(Texte proposé):

L’être humain a ceci de particulier qu’il emploie des mots pour penser, s’exprimer et communiquer.

Ces mots sont des outils qui reflètent des objets concrets ou des notions plus abstraites : ils sont des constructions, des concepts (du latin cum capio : saisir ensemble) au sens où l’on donne un nom à quelque chose qu’on souhaite identifier et définir en tant que tel, en généralisant ses caractéristiques.

Autrement dit, les concepts délimitent et simplifient la réalité : ils isolent un phénomène pour le caractériser et le résumer. Ainsi, les mots et les concepts créent des frontières, séparent, mais peuvent aussi être réunis pour former des phrases en vue de décrire la réalité, l’interpréter, ou bien créer une autre réalité, ou encore développer des idées voire des théories.

Voyons comment aborder les mots et les concepts en philosophie et spiritualité.

Mots, concepts, symboles et idées en philosophie et spiritualité

L’essence et la nature des mots peut être abordée à travers la querelle entre réalistes et nominalistes.

Selon le point de vue réaliste, les mots qui désignent les objets sont des symboles universels assimilables aux « idées » au sens platonicien : ils traduisent une réalité métaphysique parfaite pour peu qu’ils s’inscrivent dans un langage « vrai ». Ils forment une représentation exacte du monde au sens vibratoire, de ses principes, de ses entités cosmiques qui, en descendant graduellement dans le manifesté, se subdivisent en différents mots correspondant aux formes du monde naturel. En ce sens, les mots peuvent avoir un caractère sacré.

Au contraire, selon le point de vue nominaliste, les mots sont purement conventionnels : aucun lien naturel ni nécessaire ne les relie aux choses. Ils sont des signes, un codage qui n’exprime aucune universalité. Ils sont de simples outils qui permettent d’exprimer des phénomènes éphémères et des idées floues, mouvantes, parcellaires, imparfaites.

Entre ces deux théories se situe le point de vue conceptualiste : l’universel se trouverait dans la « nature » de l’objet dénommé. De cette conception naissent toutes sortes d’idéalismes à prétention métaphysique.

Les mots : utilité et limites

Dans la pratique, les mots sont très limités et insuffisants pour accéder à la réalité. Nous l’avons dit, ils établissent des séparations artificielles au sein du réel, selon des normes et des conventions liées à la culture du groupe humain considéré.

Le rôle premier de la parole est en effet de permettre la communication sur la base de définitions partagées. Chaque groupe humain utilise ses propres mots et leur attribue un sens particulier. Certains mots peuvent exister dans une culture et pas dans une autre : par exemple, la langue Kusunda (Népal) ne connaît ni le mot « oui » ni le mot « non », ce qui introduit une manière particulière de voir les choses, qui se transmet de génération en génération.

Ainsi les langues formatent la réalité et créent un monde artificiel, selon l’approche de la société et de la culture en question. Ici les mots sont avant tout des outils de cohésion sociale qui permettent d’harmoniser les façons de penser et de vivre.

Les mots : obstacles à la spiritualité ?

(Exercices à réaliser):
a - Répondez aux questions suivantes à l'aide du texte proposé.
(i) De quelle expression latine vient le mot « concept », et quel en est le sens ?
(ii) Selon le point de vue nominaliste, quel lien relie les mots aux choses ?
(iii) Quels mots la langue kusunda ne connaît-elle pas ?
b - Recopiez mot pour mot le passage du texte proposé compris entre « Ces mots sont » et « voire des théories. », ces deux segments inclus.

(Données extraites):

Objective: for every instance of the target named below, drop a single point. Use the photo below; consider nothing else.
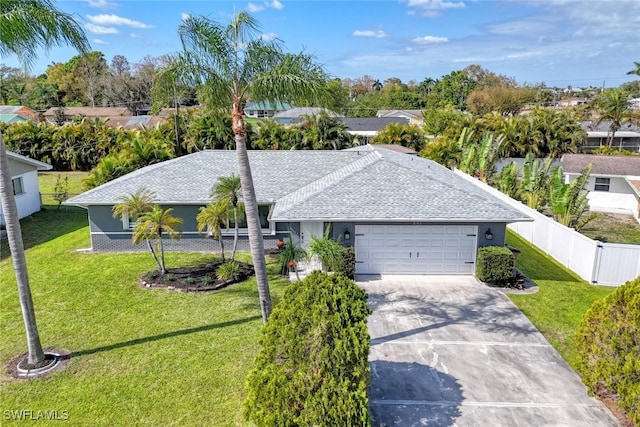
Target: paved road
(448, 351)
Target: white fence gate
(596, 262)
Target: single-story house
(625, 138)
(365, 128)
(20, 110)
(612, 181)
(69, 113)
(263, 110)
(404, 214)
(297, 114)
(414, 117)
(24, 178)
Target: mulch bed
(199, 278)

==

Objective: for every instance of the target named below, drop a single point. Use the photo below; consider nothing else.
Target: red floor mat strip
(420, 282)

---

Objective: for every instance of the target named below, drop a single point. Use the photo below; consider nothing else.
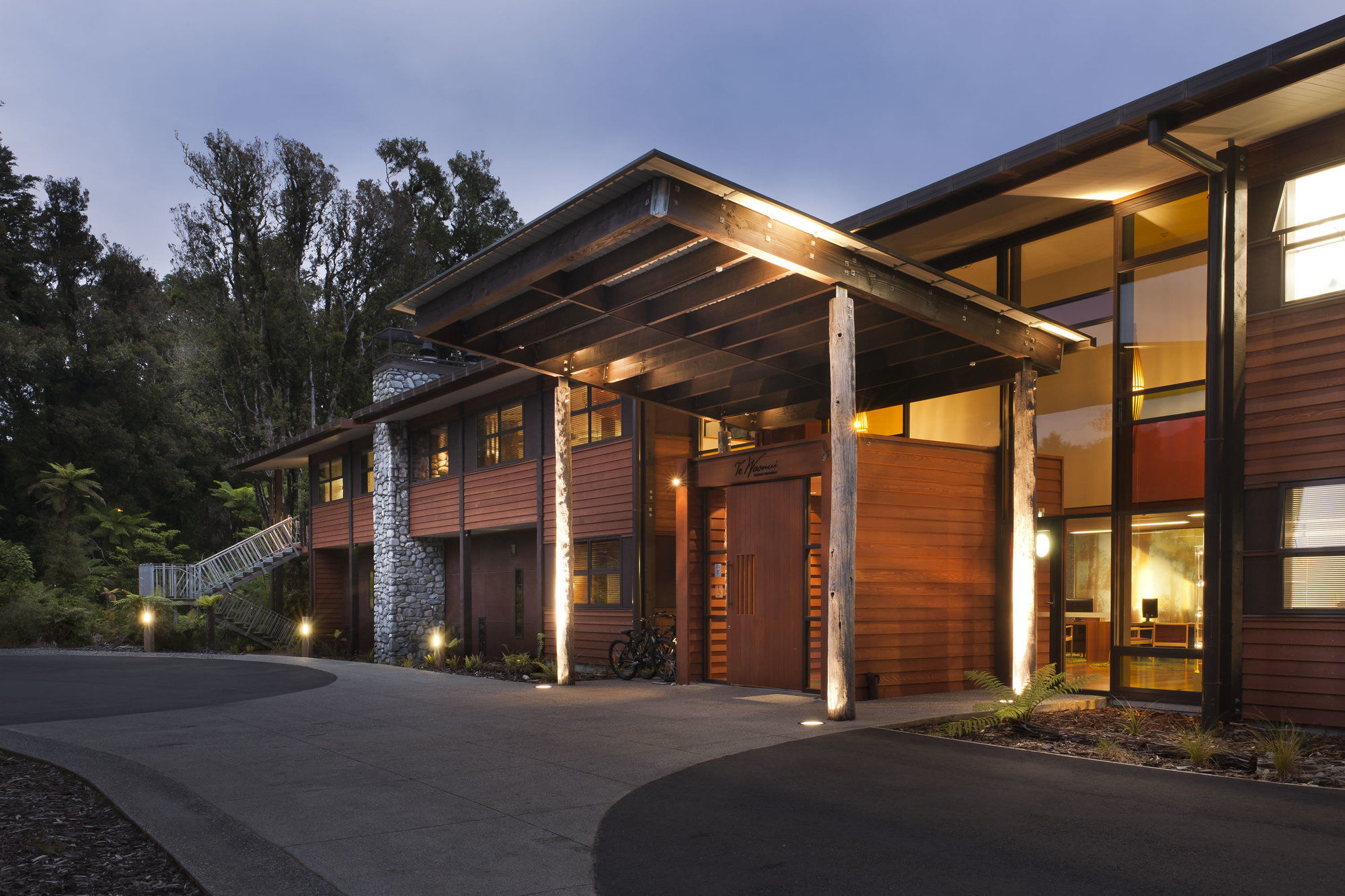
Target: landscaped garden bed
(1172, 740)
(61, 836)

(Corrigés des exercices):
a -
(i) Il vient de cum capio, qui signifie « saisir ensemble ».
(ii) Aucun lien naturel ni nécessaire ne relie les mots aux choses.
(iii) Elle ne connaît ni le mot « oui » ni le mot « non ».

b -
Ces mots sont des outils qui reflètent des objets concrets ou des notions plus abstraites : ils sont des constructions, des concepts (du latin cum capio : saisir ensemble) au sens où l’on donne un nom à quelque chose qu’on souhaite identifier et définir en tant que tel, en généralisant ses caractéristiques.

Autrement dit, les concepts délimitent et simplifient la réalité : ils isolent un phénomène pour le caractériser et le résumer. Ainsi, les mots et les concepts créent des frontières, séparent, mais peuvent aussi être réunis pour former des phrases en vue de décrire la réalité, l’interpréter, ou bien créer une autre réalité, ou encore développer des idées voire des théories.